**TEXT EXTRACT:**

We are told that making an elaborate big-design-upfront is waterfall and bad – but how about some-design-upfront? Just enough thinking ahead to decide where to extend existing functionality and where to instead put a fork in the road and begin a more separate flow in the code, that you then develop iteratively.

If you have to make the bottom line more appealing to the stakeholders for them to dare invest in making new product through you and not through dubious shadow-IT, try and figure out a way to start smaller and deliver value sooner rather than tricking yourself into accepting work that you cannot possibly deliver safely and responsibly.

Size matters

When I started out, I had no idea about lean, agile or TDD. I did read a lot about Object Oriented Programming. I even thought I was practicing it. My first decade of programming was not what would pass for professional grade by modern standards, but even my poor standard back then was – and still would be – not the worst. Sadly.

Eventually I read some pamphlets about TDD, tried some katas, read books about lean software development and the book the Phoenix Project and was subjected to Fred George‘s Object Bootcamp with my co-workers a couple of employers ago.

Then I understood. All of it. Object oriented programming, TDD, lean. All of it. Because of how steeped in my old bad habits I am it still takes conscious effort to practice all these things, and I fail to enforce it sometimes, but at least at this point I know what good looks like. If I had stronger discipline I could refactor towards it as often as I like.

Like, if you make small enough focused classes, object orientation makes sense and you find yourself binning and replacing classes that are no longer fit-for-purpose rather than rewriting them. Open-Closed principle. There are all of a sudden more value objects and composable domain classes that cleanly describe domain behaviour and you come away from cascading changes that you thought were inherent in OO. But is it easy? No. It requires constant effort to maintain.

**SET PROBLEM 1:**
In the essay on software practice, whose Object Bootcamp did the author attend with co-workers?
**SET PROBLEM 2:**
According to the essay on software practice, why does it still take the author conscious effort to practice object-oriented programming, TDD, and lean?
**SET PROBLEM 3:**
Rewrite the paragraph of the essay on software practice that begins "Like, if you make small enough focused classes" as a short list, keeping its main facts.
The data that come after the essay on software practice are separate material and unrelated to it.

**Detection annotation records:**
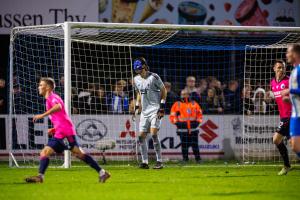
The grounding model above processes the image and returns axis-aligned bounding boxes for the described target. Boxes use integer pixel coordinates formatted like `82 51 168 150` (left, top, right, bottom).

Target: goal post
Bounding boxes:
8 22 300 167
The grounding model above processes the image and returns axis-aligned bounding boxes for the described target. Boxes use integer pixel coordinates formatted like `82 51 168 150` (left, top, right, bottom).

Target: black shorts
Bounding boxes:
276 118 290 139
47 135 79 153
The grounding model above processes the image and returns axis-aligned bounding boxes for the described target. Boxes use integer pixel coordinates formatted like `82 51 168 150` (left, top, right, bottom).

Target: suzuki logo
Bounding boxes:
120 120 135 138
200 119 219 143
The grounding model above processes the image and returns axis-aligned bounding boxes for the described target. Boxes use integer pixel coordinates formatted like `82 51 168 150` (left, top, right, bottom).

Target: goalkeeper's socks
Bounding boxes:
82 154 101 173
277 142 291 167
152 135 162 162
39 157 49 174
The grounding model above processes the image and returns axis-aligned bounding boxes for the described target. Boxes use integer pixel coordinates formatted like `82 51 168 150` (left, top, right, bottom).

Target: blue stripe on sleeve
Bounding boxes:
290 65 300 95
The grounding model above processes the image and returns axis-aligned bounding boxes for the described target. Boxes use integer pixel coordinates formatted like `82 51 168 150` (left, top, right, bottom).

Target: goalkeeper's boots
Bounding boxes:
25 175 44 183
99 171 111 183
278 166 291 176
153 161 164 169
139 163 149 169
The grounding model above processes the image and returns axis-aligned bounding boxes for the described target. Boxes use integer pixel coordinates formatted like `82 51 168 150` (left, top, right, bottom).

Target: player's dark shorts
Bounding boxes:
276 118 291 139
47 135 79 153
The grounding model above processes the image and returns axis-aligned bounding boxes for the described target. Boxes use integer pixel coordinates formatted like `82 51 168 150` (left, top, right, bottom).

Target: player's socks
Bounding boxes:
139 137 148 164
82 154 101 173
277 142 291 167
39 156 49 175
152 135 162 162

**SOLUTION 1:**
Fred George's.

**SOLUTION 2:**
It takes conscious effort because the author is deeply steeped in old bad habits. As a result, the author sometimes fails to enforce these practices, even while knowing what good looks like.

**SOLUTION 3:**
- With small, focused classes, object orientation makes sense.
- Classes that are no longer fit for purpose get discarded and replaced rather than rewritten, following the Open-Closed principle.
- Value objects and composable domain classes appear that cleanly describe domain behavior.
- This avoids the cascading changes once thought to be inherent in OO.
- It is not easy and requires constant effort to maintain.